◆ **任务要求**
请将下方条目中从含有“For every instance of the picnic”的那一行起、到含有“[[676, 302], [598, 299], [417, 192], [404, 325]]”的那一行止（首尾两行均包括在内）的各行转换为 Markdown 表格，列名分别为“序号”和“内容”，并略去空行。

◆ **存储数据**

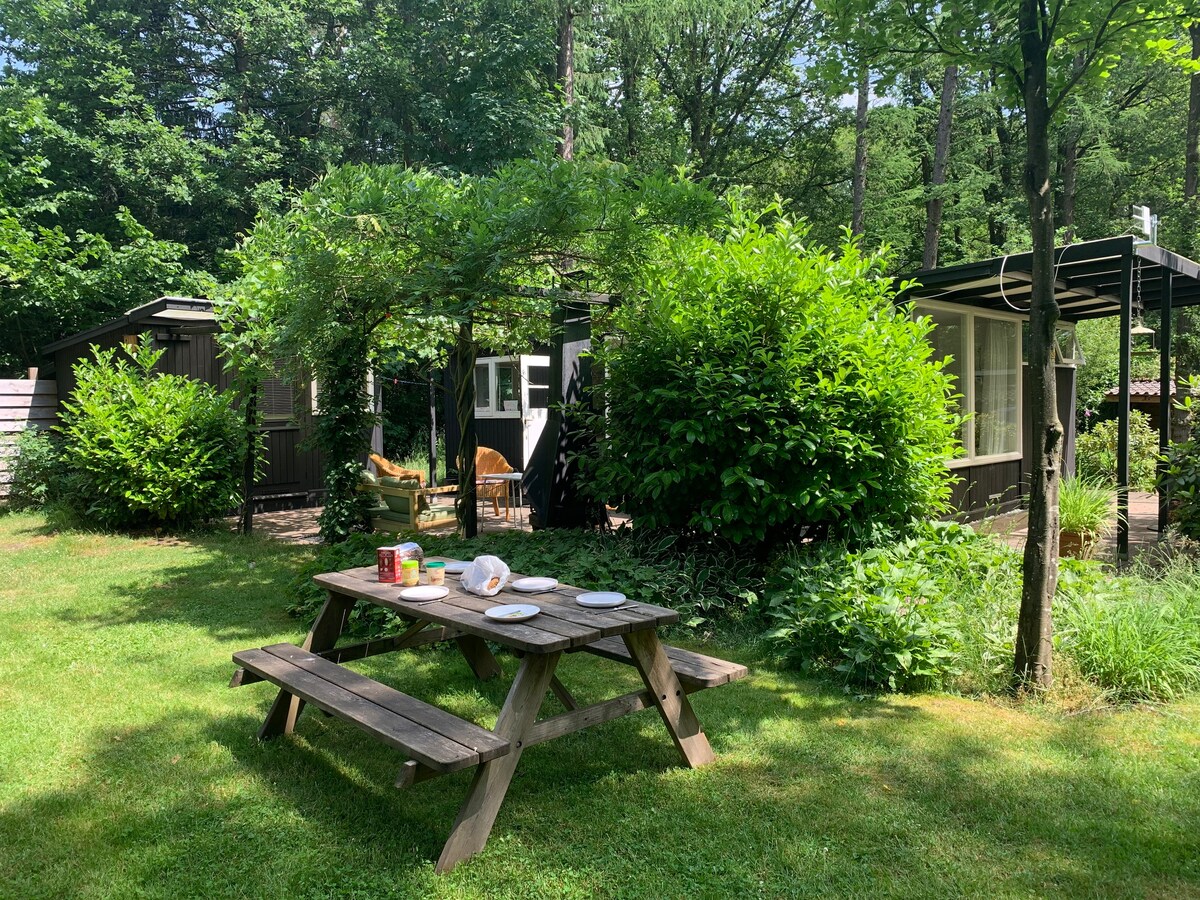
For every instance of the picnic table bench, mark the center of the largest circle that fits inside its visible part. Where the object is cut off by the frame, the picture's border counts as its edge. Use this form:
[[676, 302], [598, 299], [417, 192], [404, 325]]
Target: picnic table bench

* * *

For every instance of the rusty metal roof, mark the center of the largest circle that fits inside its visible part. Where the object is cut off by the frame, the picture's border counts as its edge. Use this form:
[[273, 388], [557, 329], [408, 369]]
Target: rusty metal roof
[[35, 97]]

◆ **完成结果**
| 序号 | 内容 |
|---|---|
| 1 | For every instance of the picnic table bench, mark the center of the largest circle that fits inside its visible part. Where the object is cut off by the frame, the picture's border counts as its edge. Use this form: |
| 2 | [[676, 302], [598, 299], [417, 192], [404, 325]] |